■ **AIM OF THE TASK**:
Count the lines in the entries below that contain the string "sign". Reply with that number alone.

_ _ _ _

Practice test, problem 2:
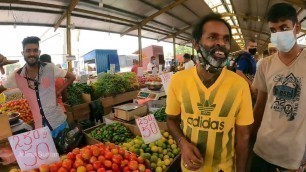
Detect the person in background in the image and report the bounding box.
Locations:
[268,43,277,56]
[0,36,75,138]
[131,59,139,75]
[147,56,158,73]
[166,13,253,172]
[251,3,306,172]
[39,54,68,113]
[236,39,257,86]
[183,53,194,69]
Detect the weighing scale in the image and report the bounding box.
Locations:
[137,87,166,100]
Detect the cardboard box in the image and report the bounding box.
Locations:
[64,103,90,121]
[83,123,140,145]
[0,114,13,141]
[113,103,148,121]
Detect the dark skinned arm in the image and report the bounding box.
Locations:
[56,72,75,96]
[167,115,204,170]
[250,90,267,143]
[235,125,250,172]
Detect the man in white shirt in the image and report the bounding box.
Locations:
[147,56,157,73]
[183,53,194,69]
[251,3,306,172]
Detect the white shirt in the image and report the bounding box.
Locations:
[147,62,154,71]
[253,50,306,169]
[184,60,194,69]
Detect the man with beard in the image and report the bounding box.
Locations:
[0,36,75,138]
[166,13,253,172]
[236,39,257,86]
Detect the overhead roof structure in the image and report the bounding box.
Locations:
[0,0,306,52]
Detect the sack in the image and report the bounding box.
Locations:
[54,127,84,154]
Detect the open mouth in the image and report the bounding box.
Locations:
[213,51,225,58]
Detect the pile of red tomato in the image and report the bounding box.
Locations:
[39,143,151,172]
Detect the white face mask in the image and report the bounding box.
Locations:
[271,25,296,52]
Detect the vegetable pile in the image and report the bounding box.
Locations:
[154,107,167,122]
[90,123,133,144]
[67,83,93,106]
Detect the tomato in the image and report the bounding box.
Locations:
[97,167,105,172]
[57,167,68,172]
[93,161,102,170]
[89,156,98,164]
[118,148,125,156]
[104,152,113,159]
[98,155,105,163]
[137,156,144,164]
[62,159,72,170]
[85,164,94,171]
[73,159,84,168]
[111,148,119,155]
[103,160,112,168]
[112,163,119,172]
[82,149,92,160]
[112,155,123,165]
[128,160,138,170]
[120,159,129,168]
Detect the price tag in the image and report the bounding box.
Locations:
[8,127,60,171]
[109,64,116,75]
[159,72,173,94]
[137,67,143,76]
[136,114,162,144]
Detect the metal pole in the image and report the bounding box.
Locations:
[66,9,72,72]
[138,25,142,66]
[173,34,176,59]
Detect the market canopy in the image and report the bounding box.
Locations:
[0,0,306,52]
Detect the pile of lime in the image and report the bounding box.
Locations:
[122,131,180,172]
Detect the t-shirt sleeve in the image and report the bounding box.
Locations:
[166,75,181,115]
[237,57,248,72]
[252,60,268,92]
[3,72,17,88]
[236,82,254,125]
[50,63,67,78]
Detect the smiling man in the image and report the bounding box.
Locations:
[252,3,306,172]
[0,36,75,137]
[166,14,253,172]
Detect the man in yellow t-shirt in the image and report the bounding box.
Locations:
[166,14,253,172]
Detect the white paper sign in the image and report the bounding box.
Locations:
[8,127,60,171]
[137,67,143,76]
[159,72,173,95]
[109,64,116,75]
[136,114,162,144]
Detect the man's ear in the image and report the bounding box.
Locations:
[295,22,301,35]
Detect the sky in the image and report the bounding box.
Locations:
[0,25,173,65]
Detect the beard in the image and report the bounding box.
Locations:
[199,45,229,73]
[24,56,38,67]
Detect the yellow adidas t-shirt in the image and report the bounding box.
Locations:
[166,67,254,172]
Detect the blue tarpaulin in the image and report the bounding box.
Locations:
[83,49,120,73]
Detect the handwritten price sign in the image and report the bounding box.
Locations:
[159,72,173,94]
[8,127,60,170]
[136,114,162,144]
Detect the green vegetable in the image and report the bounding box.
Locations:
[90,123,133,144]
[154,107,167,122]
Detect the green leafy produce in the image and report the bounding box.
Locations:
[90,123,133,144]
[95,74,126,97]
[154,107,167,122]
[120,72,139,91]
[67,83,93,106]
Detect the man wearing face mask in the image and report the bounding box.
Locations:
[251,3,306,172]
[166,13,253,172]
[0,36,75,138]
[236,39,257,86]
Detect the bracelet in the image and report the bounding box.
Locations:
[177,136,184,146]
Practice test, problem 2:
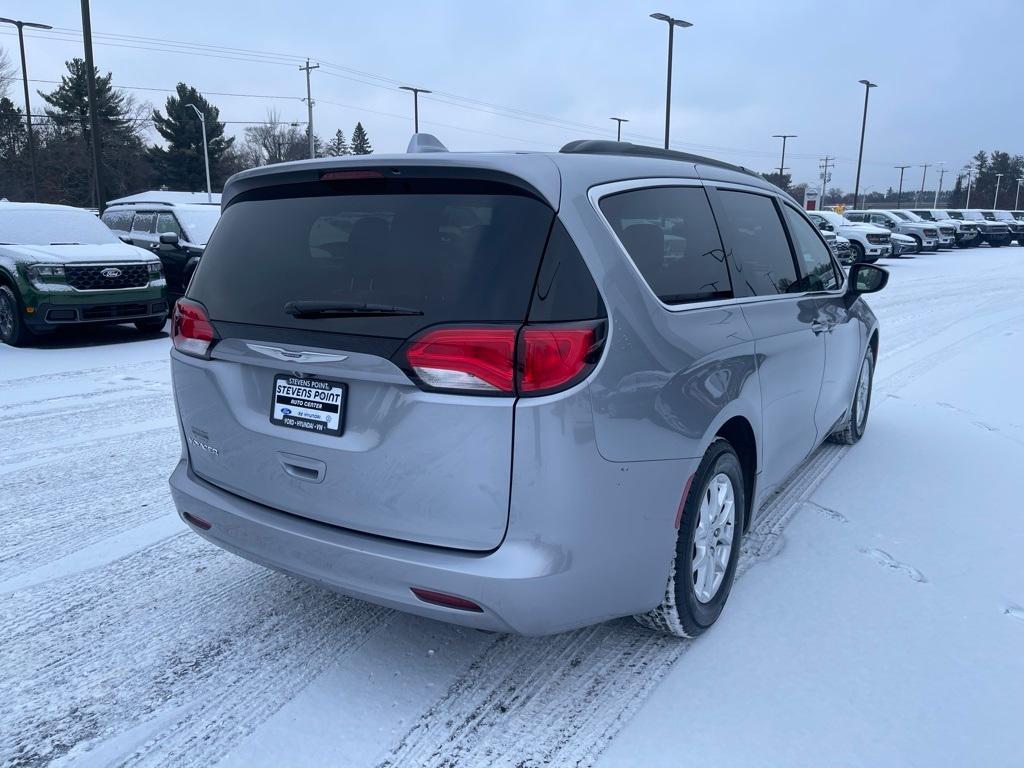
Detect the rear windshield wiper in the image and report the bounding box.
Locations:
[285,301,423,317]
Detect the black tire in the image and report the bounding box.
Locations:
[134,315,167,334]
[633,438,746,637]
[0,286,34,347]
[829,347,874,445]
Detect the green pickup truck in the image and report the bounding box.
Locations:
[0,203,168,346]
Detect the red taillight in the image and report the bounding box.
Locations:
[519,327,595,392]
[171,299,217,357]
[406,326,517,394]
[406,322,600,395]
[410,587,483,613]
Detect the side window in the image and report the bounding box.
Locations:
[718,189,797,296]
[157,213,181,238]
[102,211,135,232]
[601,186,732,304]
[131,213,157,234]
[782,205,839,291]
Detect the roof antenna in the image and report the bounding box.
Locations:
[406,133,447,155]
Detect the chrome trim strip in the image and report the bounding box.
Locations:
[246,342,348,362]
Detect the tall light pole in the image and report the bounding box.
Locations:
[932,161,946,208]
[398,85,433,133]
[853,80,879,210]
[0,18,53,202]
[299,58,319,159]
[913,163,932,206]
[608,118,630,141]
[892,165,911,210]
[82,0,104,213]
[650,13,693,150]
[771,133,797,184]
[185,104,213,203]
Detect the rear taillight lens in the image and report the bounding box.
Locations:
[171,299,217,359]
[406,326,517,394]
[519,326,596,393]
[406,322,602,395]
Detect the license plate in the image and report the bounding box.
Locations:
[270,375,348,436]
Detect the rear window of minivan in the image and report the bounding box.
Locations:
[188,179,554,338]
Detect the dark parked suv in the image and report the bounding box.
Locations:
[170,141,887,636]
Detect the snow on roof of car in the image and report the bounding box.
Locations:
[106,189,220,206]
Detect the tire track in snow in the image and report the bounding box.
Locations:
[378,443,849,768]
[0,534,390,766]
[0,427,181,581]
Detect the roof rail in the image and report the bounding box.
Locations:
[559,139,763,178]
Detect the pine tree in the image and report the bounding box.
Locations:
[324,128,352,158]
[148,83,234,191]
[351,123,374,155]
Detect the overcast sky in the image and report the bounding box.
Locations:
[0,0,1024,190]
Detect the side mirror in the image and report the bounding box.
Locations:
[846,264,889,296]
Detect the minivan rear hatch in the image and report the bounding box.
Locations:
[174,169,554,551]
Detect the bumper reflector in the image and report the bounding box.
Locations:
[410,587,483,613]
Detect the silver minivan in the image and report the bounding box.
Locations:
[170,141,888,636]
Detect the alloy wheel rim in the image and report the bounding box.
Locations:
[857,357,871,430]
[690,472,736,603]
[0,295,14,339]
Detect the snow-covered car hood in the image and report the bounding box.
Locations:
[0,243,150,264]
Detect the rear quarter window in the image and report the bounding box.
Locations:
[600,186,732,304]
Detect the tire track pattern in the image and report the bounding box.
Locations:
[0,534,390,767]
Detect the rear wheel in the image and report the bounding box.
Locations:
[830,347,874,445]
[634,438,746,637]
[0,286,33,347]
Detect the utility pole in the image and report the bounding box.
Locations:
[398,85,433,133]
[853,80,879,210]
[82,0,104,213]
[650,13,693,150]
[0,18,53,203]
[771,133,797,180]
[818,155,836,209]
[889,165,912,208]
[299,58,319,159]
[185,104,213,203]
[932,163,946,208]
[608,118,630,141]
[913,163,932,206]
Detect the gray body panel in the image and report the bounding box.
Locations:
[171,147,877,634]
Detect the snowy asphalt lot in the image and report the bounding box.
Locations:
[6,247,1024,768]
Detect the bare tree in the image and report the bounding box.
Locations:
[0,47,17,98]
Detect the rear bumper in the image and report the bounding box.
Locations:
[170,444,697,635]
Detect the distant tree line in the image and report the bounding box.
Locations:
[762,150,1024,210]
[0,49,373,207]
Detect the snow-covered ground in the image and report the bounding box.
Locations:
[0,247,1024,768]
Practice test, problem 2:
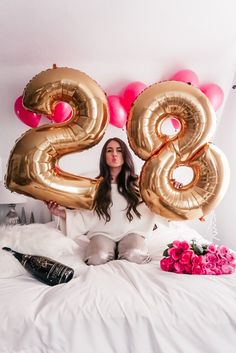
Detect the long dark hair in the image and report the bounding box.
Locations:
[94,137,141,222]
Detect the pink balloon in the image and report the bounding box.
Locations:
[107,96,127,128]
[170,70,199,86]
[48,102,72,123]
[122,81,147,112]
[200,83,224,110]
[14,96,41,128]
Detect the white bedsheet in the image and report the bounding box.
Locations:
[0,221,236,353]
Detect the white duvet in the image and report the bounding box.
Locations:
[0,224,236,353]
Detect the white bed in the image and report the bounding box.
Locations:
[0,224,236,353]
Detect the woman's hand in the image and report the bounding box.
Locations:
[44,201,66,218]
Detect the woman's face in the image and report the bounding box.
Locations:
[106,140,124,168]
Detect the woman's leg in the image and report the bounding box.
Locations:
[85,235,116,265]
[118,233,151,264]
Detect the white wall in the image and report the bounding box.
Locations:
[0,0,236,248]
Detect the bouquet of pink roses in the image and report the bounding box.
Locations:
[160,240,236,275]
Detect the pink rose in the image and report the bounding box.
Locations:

_ _ _ _

■ **RESULT OF THE TASK**:
2